Oft ist nicht nachvollziehbar, warum manche Begriffe in einer Fußnote erklärt werden und andere nicht. Akribisch wird der heutige Name jedes erwähnten Ortes in einer Fußnote festgehalten, Wörter aber wie Guimpe, die nun nicht gerade zum alltäglichen Sprachgebrauch gehören, werden nicht erklärt. In weiteren Fußnoten wird angegeben, wo genau die Bibelzitate zu finden sind, die die geistlichen Herren im Munde führen, und da wirkt es doch eher seltsam oder zumindest anachronistisch, wenn man jedesmal liest: zitiert nach der Luther-Übersetzung. Zwar passt die Sprache Luthers zu der Fetjaines, aber trotzdem mutet es eigenartig an, wenn Geistliche im 6. Jahrhundert die Bibel nach den Worten eines Mannes zitieren, der erst gut tausend Jahre nach ihnen gelebt hat.

Jean-Louis Fetjaine dankt in seinem Buch Johann Goldberg für die lateinischen Übersetzungen und lobt ihn als Koryphäe auf seinem Gebiet. Goldberg hätte sicherlich die benötigten Zitate in angemessener Sprache aus der Vulgata übersetzen können. Fetjaine legt in seinem Roman sichtlich Wert auf historische Authentizität, da hätte diese Vorgehensweise seinen Intentionen besser entsprochen.

> **Ausgangsmaterial**
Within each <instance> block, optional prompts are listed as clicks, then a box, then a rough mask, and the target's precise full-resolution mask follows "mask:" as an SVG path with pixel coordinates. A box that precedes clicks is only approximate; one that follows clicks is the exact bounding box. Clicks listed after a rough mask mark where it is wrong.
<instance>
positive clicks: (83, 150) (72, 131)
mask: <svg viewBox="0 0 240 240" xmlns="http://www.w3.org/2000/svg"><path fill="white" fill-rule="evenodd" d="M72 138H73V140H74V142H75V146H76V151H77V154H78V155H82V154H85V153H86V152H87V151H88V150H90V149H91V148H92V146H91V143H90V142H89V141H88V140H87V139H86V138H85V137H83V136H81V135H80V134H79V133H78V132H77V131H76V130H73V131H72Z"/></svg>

> **Anhand der Informationen**
A - Wem dankt Jean-Louis Fetjaine laut Übungstext für die lateinischen Übersetzungen?
B - Gib den Absatz des Übungstexts, der mit „Oft ist nicht nachvollziehbar“ beginnt, als kurze Stichpunktliste wieder, ohne seine wesentlichen Fakten zu verlieren.
Die Daten stammen aus einer anderen Quelle.

> **Antworten je Aufgabe**
A - Johann Goldberg.

B -
- Oft ist unklar, warum manche Begriffe in Fußnoten erklärt werden und andere nicht.
- Der heutige Name jedes erwähnten Ortes steht in einer Fußnote, seltene Wörter wie Guimpe bleiben unerklärt.
- Fußnoten nennen die Fundstellen der Bibelzitate der Geistlichen, jeweils mit dem Vermerk „zitiert nach der Luther-Übersetzung“.
- Luthers Sprache passt zwar zu der Fetjaines.
- Trotzdem wirkt es anachronistisch, dass Geistliche im 6. Jahrhundert nach einem Mann zitieren, der gut tausend Jahre später lebte.